**Exercise description**
No line before the one containing "Could you please point to the black bear" should appear; that line and all lines after it, through the end of the data, are to be set down exactly.

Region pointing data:
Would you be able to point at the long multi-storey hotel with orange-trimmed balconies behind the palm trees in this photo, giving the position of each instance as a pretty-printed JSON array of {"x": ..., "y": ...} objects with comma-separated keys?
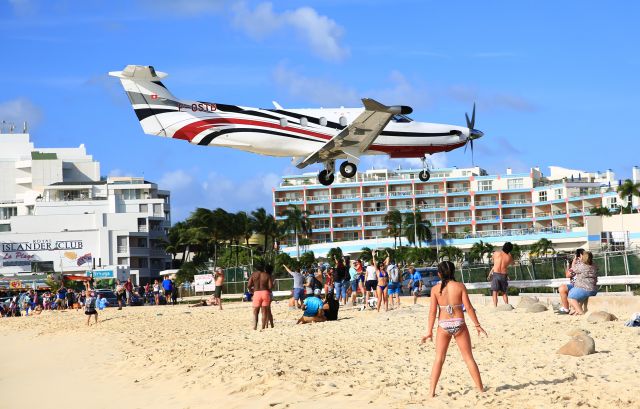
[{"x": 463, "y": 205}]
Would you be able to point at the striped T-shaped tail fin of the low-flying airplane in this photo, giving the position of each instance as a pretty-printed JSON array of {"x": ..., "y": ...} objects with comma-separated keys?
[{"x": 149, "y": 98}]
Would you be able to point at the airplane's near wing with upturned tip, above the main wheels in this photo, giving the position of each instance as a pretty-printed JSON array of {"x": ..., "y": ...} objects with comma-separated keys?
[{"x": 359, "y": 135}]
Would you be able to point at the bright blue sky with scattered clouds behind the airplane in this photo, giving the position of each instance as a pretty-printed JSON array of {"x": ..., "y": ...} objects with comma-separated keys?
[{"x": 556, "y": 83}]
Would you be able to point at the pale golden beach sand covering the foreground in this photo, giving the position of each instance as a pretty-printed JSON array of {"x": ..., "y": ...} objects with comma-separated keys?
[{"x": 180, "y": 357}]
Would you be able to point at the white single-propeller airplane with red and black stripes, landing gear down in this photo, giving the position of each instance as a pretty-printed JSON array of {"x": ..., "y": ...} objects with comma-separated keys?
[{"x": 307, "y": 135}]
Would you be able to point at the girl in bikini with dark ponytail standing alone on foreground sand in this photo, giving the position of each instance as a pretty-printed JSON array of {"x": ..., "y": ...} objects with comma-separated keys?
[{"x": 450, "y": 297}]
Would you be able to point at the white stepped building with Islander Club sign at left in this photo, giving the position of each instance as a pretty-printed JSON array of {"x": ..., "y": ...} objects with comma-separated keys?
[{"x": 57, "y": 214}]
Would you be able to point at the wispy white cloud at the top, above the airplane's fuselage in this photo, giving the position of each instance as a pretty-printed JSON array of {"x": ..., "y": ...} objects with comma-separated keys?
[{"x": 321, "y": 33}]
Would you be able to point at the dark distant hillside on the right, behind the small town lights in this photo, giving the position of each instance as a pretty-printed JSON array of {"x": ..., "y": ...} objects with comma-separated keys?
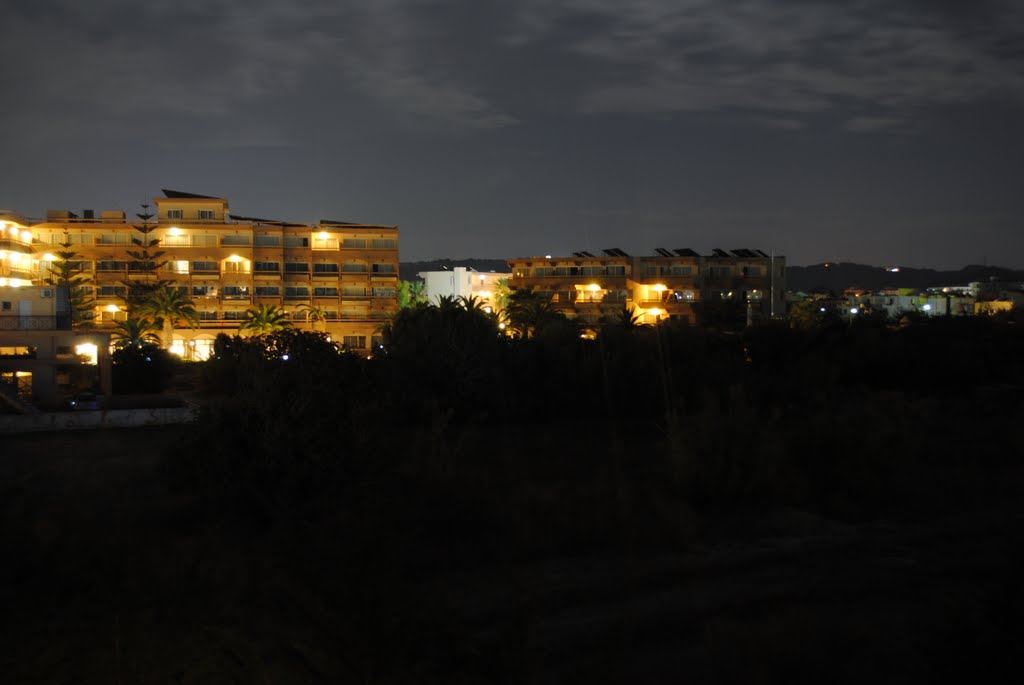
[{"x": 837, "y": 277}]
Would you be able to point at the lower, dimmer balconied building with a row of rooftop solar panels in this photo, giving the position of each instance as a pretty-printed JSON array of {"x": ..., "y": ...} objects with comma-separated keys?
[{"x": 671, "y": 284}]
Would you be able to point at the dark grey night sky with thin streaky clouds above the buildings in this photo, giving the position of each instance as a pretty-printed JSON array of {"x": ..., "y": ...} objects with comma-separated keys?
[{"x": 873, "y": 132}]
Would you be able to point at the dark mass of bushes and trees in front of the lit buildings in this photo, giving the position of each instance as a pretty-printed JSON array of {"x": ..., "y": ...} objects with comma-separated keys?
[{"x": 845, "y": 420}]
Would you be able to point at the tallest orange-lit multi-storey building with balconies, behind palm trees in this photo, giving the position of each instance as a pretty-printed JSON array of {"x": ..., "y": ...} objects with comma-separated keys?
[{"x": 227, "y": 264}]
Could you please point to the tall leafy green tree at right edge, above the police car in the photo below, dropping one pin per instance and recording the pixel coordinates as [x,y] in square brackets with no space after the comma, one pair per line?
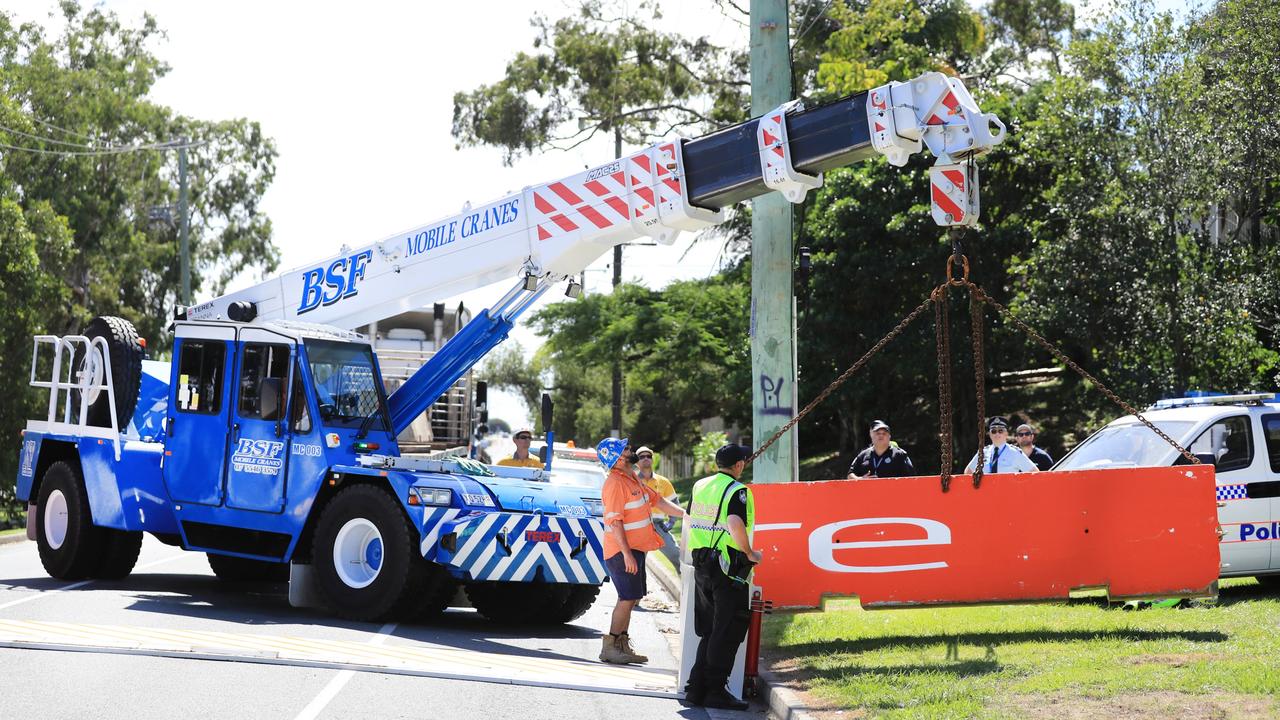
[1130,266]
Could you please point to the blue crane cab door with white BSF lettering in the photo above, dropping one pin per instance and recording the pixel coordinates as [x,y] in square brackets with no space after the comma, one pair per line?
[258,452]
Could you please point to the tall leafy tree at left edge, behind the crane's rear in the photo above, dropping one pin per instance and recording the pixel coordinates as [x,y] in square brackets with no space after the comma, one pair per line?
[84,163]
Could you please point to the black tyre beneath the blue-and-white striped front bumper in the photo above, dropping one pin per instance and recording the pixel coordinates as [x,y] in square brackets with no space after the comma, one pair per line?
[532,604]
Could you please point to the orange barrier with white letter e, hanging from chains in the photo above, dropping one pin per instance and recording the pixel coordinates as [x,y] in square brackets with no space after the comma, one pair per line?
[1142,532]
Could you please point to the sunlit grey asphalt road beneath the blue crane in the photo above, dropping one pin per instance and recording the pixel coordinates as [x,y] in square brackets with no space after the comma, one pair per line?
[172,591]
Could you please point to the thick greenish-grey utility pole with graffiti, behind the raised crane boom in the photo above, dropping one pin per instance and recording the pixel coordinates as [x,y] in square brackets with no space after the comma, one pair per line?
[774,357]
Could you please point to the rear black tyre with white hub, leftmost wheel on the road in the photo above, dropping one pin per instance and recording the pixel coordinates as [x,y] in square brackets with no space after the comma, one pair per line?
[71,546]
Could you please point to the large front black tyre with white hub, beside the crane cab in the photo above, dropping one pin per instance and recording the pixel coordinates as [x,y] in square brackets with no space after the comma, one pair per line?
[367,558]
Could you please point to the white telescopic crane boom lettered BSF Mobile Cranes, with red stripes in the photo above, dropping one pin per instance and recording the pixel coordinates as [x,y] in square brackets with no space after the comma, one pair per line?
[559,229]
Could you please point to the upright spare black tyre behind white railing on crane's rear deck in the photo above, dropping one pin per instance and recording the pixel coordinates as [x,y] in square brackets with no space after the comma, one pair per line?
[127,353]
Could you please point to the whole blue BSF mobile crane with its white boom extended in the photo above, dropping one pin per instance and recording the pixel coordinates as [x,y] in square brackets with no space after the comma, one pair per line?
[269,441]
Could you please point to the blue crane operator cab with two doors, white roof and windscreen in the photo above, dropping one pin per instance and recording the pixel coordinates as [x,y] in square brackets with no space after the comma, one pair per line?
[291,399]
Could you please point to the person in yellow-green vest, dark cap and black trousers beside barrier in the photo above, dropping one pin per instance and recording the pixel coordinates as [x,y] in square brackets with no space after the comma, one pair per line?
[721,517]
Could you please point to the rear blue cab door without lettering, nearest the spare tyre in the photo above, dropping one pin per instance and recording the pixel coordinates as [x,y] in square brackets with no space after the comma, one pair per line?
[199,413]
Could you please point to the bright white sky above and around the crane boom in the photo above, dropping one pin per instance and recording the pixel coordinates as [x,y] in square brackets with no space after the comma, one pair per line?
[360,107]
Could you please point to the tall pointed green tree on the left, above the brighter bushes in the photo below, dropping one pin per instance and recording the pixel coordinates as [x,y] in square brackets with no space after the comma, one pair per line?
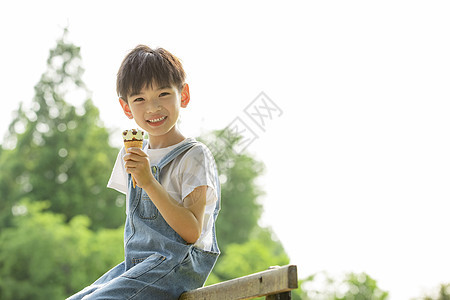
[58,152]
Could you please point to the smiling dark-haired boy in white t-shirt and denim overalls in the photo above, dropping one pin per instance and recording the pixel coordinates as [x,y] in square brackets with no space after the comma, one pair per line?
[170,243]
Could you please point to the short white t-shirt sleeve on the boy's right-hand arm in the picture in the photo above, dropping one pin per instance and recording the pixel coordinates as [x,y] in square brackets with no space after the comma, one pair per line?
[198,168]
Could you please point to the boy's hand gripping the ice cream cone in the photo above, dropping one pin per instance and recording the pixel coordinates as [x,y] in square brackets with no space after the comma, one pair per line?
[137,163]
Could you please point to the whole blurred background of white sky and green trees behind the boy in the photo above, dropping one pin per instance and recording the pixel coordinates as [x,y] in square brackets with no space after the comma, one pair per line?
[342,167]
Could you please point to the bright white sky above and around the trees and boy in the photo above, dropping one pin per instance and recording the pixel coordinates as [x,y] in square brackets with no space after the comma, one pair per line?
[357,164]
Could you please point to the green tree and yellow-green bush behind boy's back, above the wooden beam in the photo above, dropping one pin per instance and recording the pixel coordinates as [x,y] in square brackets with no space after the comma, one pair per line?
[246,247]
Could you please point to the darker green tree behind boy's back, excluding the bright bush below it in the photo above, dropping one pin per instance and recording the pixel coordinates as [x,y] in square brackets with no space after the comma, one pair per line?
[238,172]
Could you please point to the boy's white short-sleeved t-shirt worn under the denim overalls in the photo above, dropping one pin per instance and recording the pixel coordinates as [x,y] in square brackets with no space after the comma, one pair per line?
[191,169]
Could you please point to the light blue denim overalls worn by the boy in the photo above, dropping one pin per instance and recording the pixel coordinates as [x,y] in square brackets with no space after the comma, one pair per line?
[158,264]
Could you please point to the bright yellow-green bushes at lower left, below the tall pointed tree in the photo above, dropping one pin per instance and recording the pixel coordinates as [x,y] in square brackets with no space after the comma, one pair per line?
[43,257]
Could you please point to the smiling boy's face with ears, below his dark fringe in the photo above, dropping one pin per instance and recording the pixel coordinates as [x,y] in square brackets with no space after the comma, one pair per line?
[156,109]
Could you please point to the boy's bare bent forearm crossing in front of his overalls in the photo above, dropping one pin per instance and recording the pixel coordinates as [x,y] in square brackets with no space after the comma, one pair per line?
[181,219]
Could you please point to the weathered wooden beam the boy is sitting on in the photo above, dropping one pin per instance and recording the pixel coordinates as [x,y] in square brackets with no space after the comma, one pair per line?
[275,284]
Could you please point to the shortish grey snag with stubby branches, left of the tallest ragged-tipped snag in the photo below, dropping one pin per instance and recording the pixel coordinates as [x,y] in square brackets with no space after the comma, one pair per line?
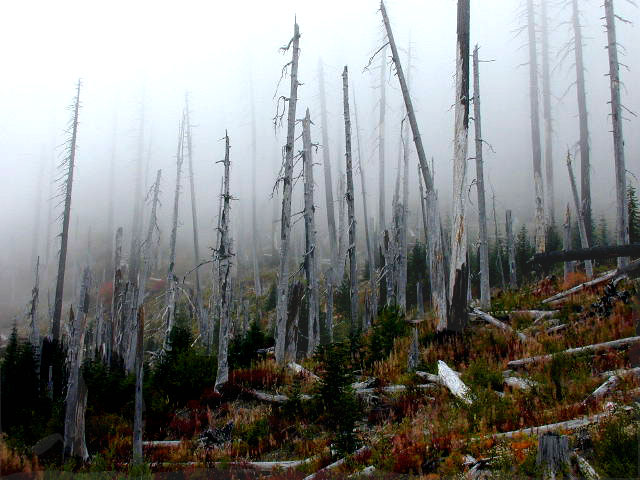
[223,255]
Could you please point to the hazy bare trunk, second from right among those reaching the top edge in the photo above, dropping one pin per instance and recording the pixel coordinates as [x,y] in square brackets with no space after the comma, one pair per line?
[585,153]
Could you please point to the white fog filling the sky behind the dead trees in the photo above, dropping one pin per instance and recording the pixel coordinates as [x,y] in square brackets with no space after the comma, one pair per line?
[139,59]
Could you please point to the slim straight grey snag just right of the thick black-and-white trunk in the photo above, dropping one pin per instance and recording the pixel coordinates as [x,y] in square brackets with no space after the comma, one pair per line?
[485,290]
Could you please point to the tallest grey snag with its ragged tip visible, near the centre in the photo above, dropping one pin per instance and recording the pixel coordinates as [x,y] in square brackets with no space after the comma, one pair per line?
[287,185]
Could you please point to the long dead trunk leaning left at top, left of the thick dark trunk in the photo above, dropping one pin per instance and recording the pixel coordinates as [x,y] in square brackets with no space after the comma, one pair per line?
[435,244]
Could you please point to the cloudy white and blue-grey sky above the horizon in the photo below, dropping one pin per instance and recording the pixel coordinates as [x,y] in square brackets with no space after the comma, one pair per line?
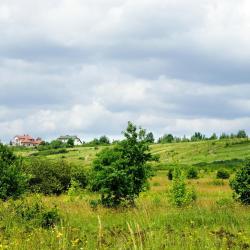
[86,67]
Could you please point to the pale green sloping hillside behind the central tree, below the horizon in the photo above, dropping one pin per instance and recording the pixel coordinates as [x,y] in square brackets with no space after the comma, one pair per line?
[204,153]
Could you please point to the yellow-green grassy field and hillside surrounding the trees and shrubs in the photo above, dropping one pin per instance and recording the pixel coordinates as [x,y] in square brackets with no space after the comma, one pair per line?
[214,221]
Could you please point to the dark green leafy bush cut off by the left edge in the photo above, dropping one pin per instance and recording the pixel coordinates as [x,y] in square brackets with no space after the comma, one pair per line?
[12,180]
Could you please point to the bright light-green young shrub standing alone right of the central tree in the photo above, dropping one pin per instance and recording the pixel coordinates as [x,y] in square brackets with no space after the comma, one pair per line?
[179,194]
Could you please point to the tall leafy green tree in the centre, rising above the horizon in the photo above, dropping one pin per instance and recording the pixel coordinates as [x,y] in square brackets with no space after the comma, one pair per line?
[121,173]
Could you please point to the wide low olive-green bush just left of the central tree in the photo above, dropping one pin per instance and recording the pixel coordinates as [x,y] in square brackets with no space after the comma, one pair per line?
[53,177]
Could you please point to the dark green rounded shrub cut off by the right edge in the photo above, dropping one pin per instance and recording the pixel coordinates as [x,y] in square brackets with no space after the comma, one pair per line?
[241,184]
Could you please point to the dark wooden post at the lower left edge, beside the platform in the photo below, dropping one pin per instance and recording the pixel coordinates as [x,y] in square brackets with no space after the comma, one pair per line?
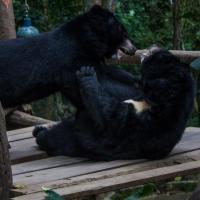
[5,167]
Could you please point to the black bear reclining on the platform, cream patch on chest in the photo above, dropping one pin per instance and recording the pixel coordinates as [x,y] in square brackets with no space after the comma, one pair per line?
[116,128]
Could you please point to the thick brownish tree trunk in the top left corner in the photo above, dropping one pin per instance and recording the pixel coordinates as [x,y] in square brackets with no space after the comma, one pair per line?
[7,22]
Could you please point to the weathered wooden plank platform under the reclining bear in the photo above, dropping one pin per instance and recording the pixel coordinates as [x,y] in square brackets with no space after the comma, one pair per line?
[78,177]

**Solved problem**
Could you please point to the black bear reclining on the platform, cream patch on chest in the photo above, dropping one pin per instance and recording the pixel coordinates as [x,y] in square brackets with no space after the comma, one pair per line?
[116,128]
Could you please point to the thick brownish tree trunk in the top left corner in the photo above, dropping one pin per instance and recording the pixel coordinates as [x,y] in square brackets with no space after the comma, one pair per line?
[7,22]
Could you please point to the weathered wooden plank platform under the reclining bear in the photo above, dropping one pin per instance and recording the pixel coordinates as [x,y] in square brackets with no space after the comma, one pair per line?
[78,177]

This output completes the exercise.